# WHAT YOU ARE ASKED TO DO
Retype every entry below without changing a character, but leave the pictures out.
== EXTRACTED RECORDS ==
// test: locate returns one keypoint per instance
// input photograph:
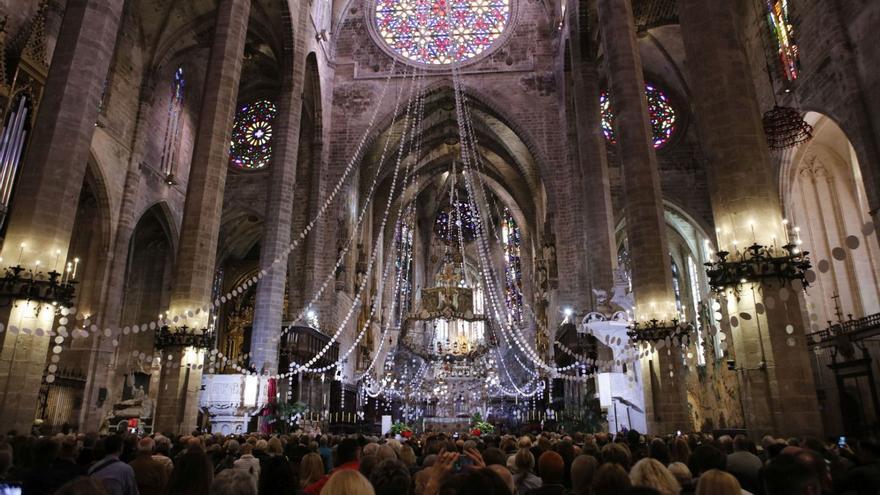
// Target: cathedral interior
(332, 215)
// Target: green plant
(400, 428)
(479, 426)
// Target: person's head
(367, 464)
(234, 482)
(681, 472)
(45, 451)
(193, 474)
(680, 450)
(740, 443)
(787, 475)
(717, 482)
(408, 456)
(659, 450)
(274, 446)
(311, 468)
(163, 445)
(232, 447)
(524, 462)
(347, 482)
(146, 446)
(551, 467)
(277, 476)
(652, 474)
(611, 479)
(5, 458)
(113, 445)
(706, 457)
(583, 470)
(83, 485)
(474, 482)
(817, 464)
(725, 443)
(348, 450)
(617, 453)
(68, 449)
(505, 475)
(370, 449)
(385, 452)
(494, 455)
(391, 477)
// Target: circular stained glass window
(663, 117)
(251, 146)
(437, 32)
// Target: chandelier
(31, 284)
(184, 337)
(785, 128)
(673, 332)
(756, 264)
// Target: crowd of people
(435, 464)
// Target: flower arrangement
(479, 426)
(401, 429)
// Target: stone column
(779, 395)
(593, 159)
(49, 187)
(279, 206)
(177, 402)
(100, 369)
(666, 400)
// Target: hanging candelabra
(20, 283)
(655, 330)
(758, 263)
(184, 337)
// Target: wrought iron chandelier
(184, 337)
(673, 332)
(785, 128)
(758, 263)
(20, 283)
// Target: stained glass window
(441, 31)
(251, 146)
(403, 263)
(696, 296)
(454, 221)
(511, 241)
(676, 284)
(783, 31)
(173, 125)
(663, 117)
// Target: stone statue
(139, 406)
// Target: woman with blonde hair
(408, 456)
(652, 474)
(311, 469)
(348, 482)
(525, 479)
(716, 482)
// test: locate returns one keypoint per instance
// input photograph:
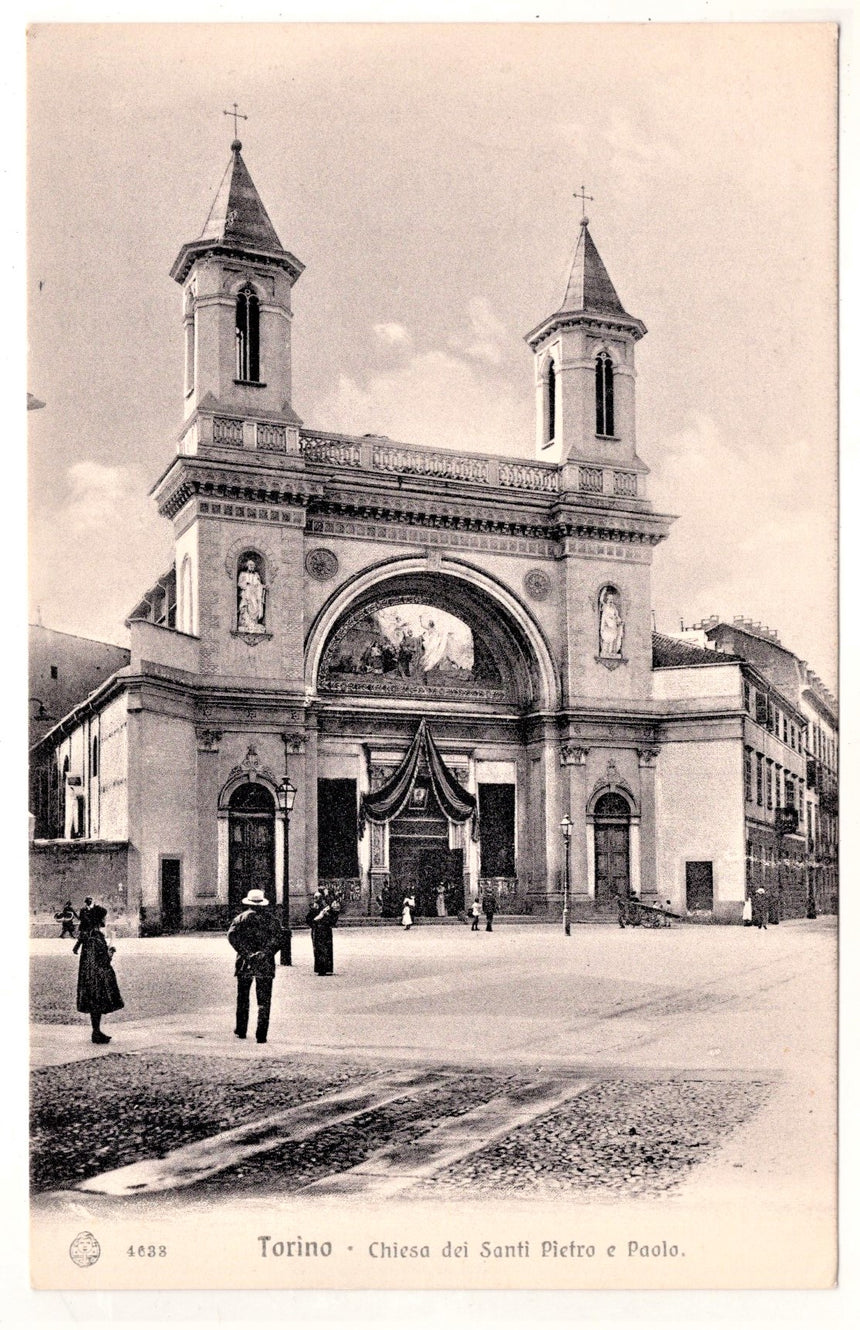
===
# FULL OUTPUT
// test: locate returns one keypoint per instance
// input photograph:
// Target: cathedral interior
(332, 215)
// Target: green plant
(400, 428)
(479, 426)
// Target: person's head
(367, 464)
(234, 482)
(681, 472)
(45, 451)
(193, 474)
(680, 450)
(740, 443)
(787, 475)
(717, 482)
(408, 456)
(659, 450)
(274, 446)
(311, 468)
(163, 445)
(232, 447)
(524, 462)
(347, 482)
(146, 446)
(551, 467)
(277, 476)
(652, 474)
(611, 479)
(5, 458)
(113, 445)
(706, 457)
(583, 470)
(83, 485)
(474, 482)
(817, 464)
(725, 443)
(348, 450)
(617, 453)
(68, 449)
(505, 475)
(370, 449)
(385, 452)
(494, 455)
(391, 477)
// Target: circular stained glass window
(663, 117)
(251, 146)
(437, 32)
// Target: chandelier
(31, 284)
(184, 337)
(785, 128)
(673, 332)
(756, 264)
// Target: crowd of people
(435, 464)
// Target: flower arrangement
(479, 426)
(401, 429)
// Target: stone column
(779, 395)
(593, 159)
(49, 187)
(279, 206)
(177, 402)
(100, 369)
(666, 400)
// Target: hanging candelabra
(20, 283)
(655, 330)
(758, 263)
(184, 337)
// Target: wrought iron chandelier
(184, 337)
(673, 332)
(785, 128)
(758, 263)
(20, 283)
// Target: stained glass window
(441, 31)
(251, 146)
(403, 263)
(696, 296)
(454, 221)
(511, 241)
(676, 284)
(783, 31)
(173, 125)
(663, 117)
// Target: stone statue
(139, 406)
// Target: woman with blonde hair
(408, 456)
(652, 474)
(311, 469)
(348, 482)
(525, 479)
(716, 482)
// test: locate returns one keypoint per instance
// input photograph:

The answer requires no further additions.